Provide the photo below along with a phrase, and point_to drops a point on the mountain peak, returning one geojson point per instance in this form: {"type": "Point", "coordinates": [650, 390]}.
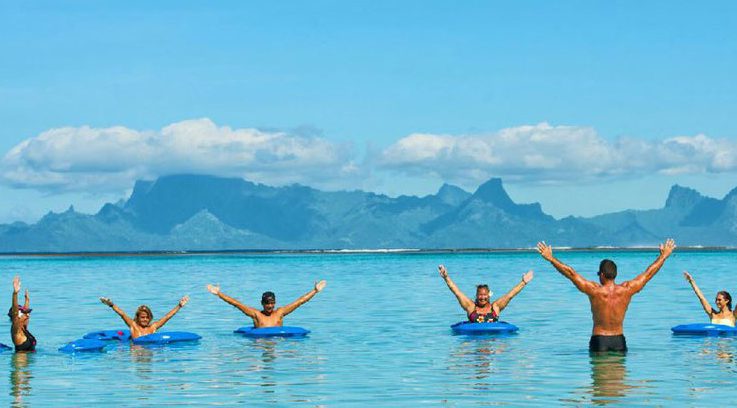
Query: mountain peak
{"type": "Point", "coordinates": [493, 192]}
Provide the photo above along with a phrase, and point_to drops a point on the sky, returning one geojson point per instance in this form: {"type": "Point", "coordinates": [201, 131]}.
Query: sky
{"type": "Point", "coordinates": [585, 107]}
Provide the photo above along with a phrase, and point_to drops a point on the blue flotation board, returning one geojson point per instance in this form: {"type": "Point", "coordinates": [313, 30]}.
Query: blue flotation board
{"type": "Point", "coordinates": [483, 328]}
{"type": "Point", "coordinates": [80, 345]}
{"type": "Point", "coordinates": [166, 338]}
{"type": "Point", "coordinates": [705, 329]}
{"type": "Point", "coordinates": [108, 335]}
{"type": "Point", "coordinates": [279, 331]}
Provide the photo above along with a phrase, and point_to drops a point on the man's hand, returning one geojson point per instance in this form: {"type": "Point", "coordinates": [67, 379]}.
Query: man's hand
{"type": "Point", "coordinates": [183, 301]}
{"type": "Point", "coordinates": [545, 250]}
{"type": "Point", "coordinates": [443, 271]}
{"type": "Point", "coordinates": [688, 276]}
{"type": "Point", "coordinates": [667, 247]}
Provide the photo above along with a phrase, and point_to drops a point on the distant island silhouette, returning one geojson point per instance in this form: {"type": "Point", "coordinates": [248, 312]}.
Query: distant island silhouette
{"type": "Point", "coordinates": [207, 213]}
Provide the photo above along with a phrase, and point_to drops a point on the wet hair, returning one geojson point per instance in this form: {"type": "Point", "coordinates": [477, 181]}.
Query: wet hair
{"type": "Point", "coordinates": [144, 308]}
{"type": "Point", "coordinates": [268, 296]}
{"type": "Point", "coordinates": [726, 296]}
{"type": "Point", "coordinates": [24, 310]}
{"type": "Point", "coordinates": [608, 268]}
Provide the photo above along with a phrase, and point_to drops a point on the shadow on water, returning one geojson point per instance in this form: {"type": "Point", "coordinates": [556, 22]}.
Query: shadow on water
{"type": "Point", "coordinates": [722, 350]}
{"type": "Point", "coordinates": [476, 355]}
{"type": "Point", "coordinates": [20, 377]}
{"type": "Point", "coordinates": [609, 378]}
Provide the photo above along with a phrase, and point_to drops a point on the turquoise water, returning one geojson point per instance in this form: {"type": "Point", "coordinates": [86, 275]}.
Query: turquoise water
{"type": "Point", "coordinates": [380, 333]}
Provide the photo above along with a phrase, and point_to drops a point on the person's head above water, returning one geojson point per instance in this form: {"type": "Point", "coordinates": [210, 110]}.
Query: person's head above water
{"type": "Point", "coordinates": [723, 297]}
{"type": "Point", "coordinates": [23, 313]}
{"type": "Point", "coordinates": [268, 300]}
{"type": "Point", "coordinates": [483, 294]}
{"type": "Point", "coordinates": [607, 270]}
{"type": "Point", "coordinates": [143, 316]}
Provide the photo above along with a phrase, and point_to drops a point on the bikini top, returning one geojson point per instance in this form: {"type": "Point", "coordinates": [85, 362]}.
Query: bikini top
{"type": "Point", "coordinates": [481, 318]}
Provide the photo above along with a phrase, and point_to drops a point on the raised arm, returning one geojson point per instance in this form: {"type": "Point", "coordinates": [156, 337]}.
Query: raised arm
{"type": "Point", "coordinates": [639, 282]}
{"type": "Point", "coordinates": [503, 301]}
{"type": "Point", "coordinates": [303, 299]}
{"type": "Point", "coordinates": [704, 303]}
{"type": "Point", "coordinates": [585, 286]}
{"type": "Point", "coordinates": [157, 324]}
{"type": "Point", "coordinates": [14, 302]}
{"type": "Point", "coordinates": [247, 310]}
{"type": "Point", "coordinates": [128, 321]}
{"type": "Point", "coordinates": [467, 304]}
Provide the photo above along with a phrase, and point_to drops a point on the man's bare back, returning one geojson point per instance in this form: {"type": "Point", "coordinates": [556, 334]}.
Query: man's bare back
{"type": "Point", "coordinates": [609, 300]}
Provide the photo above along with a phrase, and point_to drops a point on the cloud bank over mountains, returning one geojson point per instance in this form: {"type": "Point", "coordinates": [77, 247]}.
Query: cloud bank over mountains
{"type": "Point", "coordinates": [545, 153]}
{"type": "Point", "coordinates": [110, 159]}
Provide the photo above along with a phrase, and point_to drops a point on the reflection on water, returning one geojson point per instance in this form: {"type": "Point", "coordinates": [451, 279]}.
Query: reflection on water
{"type": "Point", "coordinates": [608, 375]}
{"type": "Point", "coordinates": [722, 349]}
{"type": "Point", "coordinates": [20, 376]}
{"type": "Point", "coordinates": [475, 359]}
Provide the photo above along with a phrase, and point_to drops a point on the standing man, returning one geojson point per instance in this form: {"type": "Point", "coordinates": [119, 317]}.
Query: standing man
{"type": "Point", "coordinates": [609, 300]}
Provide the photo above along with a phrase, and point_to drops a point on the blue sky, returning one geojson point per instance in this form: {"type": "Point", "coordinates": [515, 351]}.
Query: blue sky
{"type": "Point", "coordinates": [586, 107]}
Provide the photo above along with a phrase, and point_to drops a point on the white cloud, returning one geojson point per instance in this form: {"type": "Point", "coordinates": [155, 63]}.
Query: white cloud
{"type": "Point", "coordinates": [111, 159]}
{"type": "Point", "coordinates": [545, 153]}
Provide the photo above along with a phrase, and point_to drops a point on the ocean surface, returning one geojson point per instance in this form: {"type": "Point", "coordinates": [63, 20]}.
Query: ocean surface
{"type": "Point", "coordinates": [380, 333]}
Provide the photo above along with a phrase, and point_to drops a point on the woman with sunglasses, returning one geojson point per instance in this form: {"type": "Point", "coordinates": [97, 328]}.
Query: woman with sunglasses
{"type": "Point", "coordinates": [723, 314]}
{"type": "Point", "coordinates": [480, 310]}
{"type": "Point", "coordinates": [19, 317]}
{"type": "Point", "coordinates": [142, 325]}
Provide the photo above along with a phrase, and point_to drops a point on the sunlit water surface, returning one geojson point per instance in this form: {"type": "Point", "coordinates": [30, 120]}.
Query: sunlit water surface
{"type": "Point", "coordinates": [380, 333]}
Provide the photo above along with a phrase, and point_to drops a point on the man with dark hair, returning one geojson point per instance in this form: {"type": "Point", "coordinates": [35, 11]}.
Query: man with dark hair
{"type": "Point", "coordinates": [609, 300]}
{"type": "Point", "coordinates": [270, 315]}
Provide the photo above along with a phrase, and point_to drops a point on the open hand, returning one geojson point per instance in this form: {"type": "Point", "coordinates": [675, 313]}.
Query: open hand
{"type": "Point", "coordinates": [545, 250]}
{"type": "Point", "coordinates": [183, 301]}
{"type": "Point", "coordinates": [667, 247]}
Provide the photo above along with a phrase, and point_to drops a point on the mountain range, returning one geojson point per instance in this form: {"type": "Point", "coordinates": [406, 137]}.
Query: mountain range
{"type": "Point", "coordinates": [199, 212]}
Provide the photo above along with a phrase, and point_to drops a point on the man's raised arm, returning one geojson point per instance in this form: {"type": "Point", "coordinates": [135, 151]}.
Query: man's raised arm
{"type": "Point", "coordinates": [247, 310]}
{"type": "Point", "coordinates": [582, 284]}
{"type": "Point", "coordinates": [639, 282]}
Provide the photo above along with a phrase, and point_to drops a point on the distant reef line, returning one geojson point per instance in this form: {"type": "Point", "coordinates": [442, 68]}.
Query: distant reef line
{"type": "Point", "coordinates": [163, 254]}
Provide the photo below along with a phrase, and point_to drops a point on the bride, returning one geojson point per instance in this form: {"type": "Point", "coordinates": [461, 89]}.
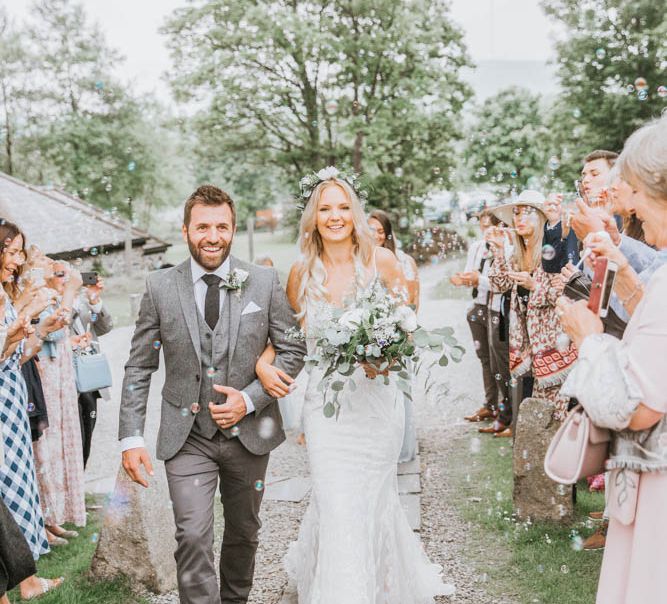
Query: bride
{"type": "Point", "coordinates": [355, 545]}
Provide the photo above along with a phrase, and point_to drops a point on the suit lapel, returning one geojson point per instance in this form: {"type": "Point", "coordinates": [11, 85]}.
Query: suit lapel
{"type": "Point", "coordinates": [186, 294]}
{"type": "Point", "coordinates": [235, 301]}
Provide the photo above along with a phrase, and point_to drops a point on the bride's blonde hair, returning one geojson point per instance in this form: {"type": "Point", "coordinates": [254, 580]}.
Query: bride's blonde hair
{"type": "Point", "coordinates": [314, 274]}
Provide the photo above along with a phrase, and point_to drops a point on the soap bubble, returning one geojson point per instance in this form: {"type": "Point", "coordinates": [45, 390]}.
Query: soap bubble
{"type": "Point", "coordinates": [548, 252]}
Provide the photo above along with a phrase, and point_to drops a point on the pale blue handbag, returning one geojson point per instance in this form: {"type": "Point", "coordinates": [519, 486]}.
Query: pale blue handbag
{"type": "Point", "coordinates": [92, 371]}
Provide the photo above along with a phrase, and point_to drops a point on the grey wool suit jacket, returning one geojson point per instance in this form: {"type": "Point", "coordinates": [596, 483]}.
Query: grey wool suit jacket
{"type": "Point", "coordinates": [168, 321]}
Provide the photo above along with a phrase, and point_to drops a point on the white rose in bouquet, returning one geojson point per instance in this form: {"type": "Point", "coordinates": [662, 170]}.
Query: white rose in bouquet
{"type": "Point", "coordinates": [407, 319]}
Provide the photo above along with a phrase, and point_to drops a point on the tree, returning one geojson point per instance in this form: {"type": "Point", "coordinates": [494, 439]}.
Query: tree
{"type": "Point", "coordinates": [611, 66]}
{"type": "Point", "coordinates": [302, 84]}
{"type": "Point", "coordinates": [506, 147]}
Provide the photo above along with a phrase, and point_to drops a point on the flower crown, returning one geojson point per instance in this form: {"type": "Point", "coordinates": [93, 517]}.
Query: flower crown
{"type": "Point", "coordinates": [308, 183]}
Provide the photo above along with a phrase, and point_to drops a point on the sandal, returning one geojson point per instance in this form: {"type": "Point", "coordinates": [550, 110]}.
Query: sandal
{"type": "Point", "coordinates": [46, 585]}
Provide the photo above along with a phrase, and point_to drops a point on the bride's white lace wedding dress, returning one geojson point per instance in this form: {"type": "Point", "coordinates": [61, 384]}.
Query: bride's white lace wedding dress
{"type": "Point", "coordinates": [355, 545]}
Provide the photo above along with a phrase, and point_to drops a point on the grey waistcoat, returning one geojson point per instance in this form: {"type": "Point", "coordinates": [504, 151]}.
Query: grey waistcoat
{"type": "Point", "coordinates": [214, 356]}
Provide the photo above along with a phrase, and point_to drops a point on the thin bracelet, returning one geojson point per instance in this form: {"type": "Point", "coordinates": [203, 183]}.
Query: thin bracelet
{"type": "Point", "coordinates": [638, 288]}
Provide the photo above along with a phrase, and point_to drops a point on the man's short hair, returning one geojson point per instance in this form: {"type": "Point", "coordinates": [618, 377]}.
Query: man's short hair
{"type": "Point", "coordinates": [609, 156]}
{"type": "Point", "coordinates": [208, 195]}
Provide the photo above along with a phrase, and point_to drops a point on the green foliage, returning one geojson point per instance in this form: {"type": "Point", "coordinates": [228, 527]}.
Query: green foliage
{"type": "Point", "coordinates": [506, 147]}
{"type": "Point", "coordinates": [72, 124]}
{"type": "Point", "coordinates": [299, 85]}
{"type": "Point", "coordinates": [610, 47]}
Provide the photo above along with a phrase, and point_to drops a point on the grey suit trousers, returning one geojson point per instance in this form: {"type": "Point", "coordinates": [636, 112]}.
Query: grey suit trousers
{"type": "Point", "coordinates": [193, 475]}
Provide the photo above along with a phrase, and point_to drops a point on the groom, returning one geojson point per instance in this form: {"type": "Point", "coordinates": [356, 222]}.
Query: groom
{"type": "Point", "coordinates": [212, 316]}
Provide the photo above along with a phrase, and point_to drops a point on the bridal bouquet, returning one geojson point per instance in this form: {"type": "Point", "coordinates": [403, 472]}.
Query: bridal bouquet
{"type": "Point", "coordinates": [378, 330]}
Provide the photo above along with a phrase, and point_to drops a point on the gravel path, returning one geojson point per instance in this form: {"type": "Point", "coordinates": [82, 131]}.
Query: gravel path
{"type": "Point", "coordinates": [444, 534]}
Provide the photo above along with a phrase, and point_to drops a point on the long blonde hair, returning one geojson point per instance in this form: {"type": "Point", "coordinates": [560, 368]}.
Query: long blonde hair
{"type": "Point", "coordinates": [521, 259]}
{"type": "Point", "coordinates": [313, 273]}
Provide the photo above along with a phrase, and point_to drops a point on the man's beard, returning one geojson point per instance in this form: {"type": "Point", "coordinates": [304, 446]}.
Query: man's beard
{"type": "Point", "coordinates": [208, 263]}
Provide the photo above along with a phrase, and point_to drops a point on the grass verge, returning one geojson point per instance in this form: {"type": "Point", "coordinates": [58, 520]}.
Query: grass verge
{"type": "Point", "coordinates": [73, 562]}
{"type": "Point", "coordinates": [547, 564]}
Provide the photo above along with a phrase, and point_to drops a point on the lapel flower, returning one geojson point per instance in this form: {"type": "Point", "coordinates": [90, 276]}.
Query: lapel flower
{"type": "Point", "coordinates": [235, 281]}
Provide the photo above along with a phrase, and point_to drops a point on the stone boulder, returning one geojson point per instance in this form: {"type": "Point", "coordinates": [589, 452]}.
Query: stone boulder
{"type": "Point", "coordinates": [137, 538]}
{"type": "Point", "coordinates": [536, 496]}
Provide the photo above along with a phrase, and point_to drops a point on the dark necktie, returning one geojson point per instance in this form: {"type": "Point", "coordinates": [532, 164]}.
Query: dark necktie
{"type": "Point", "coordinates": [212, 301]}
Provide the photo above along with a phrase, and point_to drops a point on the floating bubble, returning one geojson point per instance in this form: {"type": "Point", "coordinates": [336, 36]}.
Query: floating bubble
{"type": "Point", "coordinates": [267, 428]}
{"type": "Point", "coordinates": [331, 107]}
{"type": "Point", "coordinates": [548, 252]}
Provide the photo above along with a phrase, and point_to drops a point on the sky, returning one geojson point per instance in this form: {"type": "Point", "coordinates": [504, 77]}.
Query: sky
{"type": "Point", "coordinates": [494, 30]}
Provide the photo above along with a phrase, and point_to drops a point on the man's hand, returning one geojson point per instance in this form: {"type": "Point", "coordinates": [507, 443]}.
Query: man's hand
{"type": "Point", "coordinates": [133, 459]}
{"type": "Point", "coordinates": [232, 411]}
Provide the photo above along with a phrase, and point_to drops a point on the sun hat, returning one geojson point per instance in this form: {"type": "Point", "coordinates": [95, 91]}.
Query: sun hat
{"type": "Point", "coordinates": [528, 197]}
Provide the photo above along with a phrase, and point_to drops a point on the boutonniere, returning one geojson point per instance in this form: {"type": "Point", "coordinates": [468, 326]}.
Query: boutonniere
{"type": "Point", "coordinates": [235, 281]}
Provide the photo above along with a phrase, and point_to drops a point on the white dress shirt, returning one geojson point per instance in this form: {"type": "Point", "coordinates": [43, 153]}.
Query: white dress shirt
{"type": "Point", "coordinates": [200, 288]}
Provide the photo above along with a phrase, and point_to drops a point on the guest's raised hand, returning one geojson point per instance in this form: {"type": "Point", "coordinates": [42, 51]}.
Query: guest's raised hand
{"type": "Point", "coordinates": [133, 459]}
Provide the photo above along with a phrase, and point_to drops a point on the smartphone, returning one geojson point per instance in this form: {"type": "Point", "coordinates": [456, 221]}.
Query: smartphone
{"type": "Point", "coordinates": [602, 286]}
{"type": "Point", "coordinates": [89, 278]}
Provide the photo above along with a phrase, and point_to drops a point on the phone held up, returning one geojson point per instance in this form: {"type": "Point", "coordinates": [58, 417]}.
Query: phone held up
{"type": "Point", "coordinates": [602, 286]}
{"type": "Point", "coordinates": [89, 279]}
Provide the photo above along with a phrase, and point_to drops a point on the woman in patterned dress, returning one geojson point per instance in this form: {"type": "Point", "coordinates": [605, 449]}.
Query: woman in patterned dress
{"type": "Point", "coordinates": [59, 452]}
{"type": "Point", "coordinates": [18, 483]}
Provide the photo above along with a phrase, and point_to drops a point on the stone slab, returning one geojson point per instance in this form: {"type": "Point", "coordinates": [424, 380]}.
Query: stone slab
{"type": "Point", "coordinates": [411, 505]}
{"type": "Point", "coordinates": [409, 483]}
{"type": "Point", "coordinates": [410, 467]}
{"type": "Point", "coordinates": [137, 536]}
{"type": "Point", "coordinates": [292, 489]}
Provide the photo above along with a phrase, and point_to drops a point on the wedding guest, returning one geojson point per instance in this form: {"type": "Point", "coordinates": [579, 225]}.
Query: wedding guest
{"type": "Point", "coordinates": [534, 330]}
{"type": "Point", "coordinates": [622, 385]}
{"type": "Point", "coordinates": [59, 453]}
{"type": "Point", "coordinates": [18, 482]}
{"type": "Point", "coordinates": [563, 240]}
{"type": "Point", "coordinates": [383, 233]}
{"type": "Point", "coordinates": [90, 319]}
{"type": "Point", "coordinates": [475, 275]}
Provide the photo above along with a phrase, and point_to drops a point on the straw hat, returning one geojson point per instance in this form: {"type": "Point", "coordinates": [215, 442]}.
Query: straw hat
{"type": "Point", "coordinates": [531, 198]}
=======
INSTRUCTION: Locate the line that contains "on the wedding", then please quote it and every line after it to the end of the entries above, exactly and with nothing else.

RESULT OF THE TASK:
Provide the photo above along with a phrase, and point_to drops a point on the wedding guest, returning one geojson point per instance in this form: {"type": "Point", "coordinates": [579, 225]}.
Query: wedding guest
{"type": "Point", "coordinates": [534, 330]}
{"type": "Point", "coordinates": [622, 385]}
{"type": "Point", "coordinates": [59, 453]}
{"type": "Point", "coordinates": [18, 482]}
{"type": "Point", "coordinates": [563, 240]}
{"type": "Point", "coordinates": [383, 233]}
{"type": "Point", "coordinates": [90, 319]}
{"type": "Point", "coordinates": [475, 275]}
Provide the photo above along with a phrase, and point_to drops a point on the straw hat, returning one geojson point per instance in this form: {"type": "Point", "coordinates": [215, 442]}.
Query: straw hat
{"type": "Point", "coordinates": [531, 198]}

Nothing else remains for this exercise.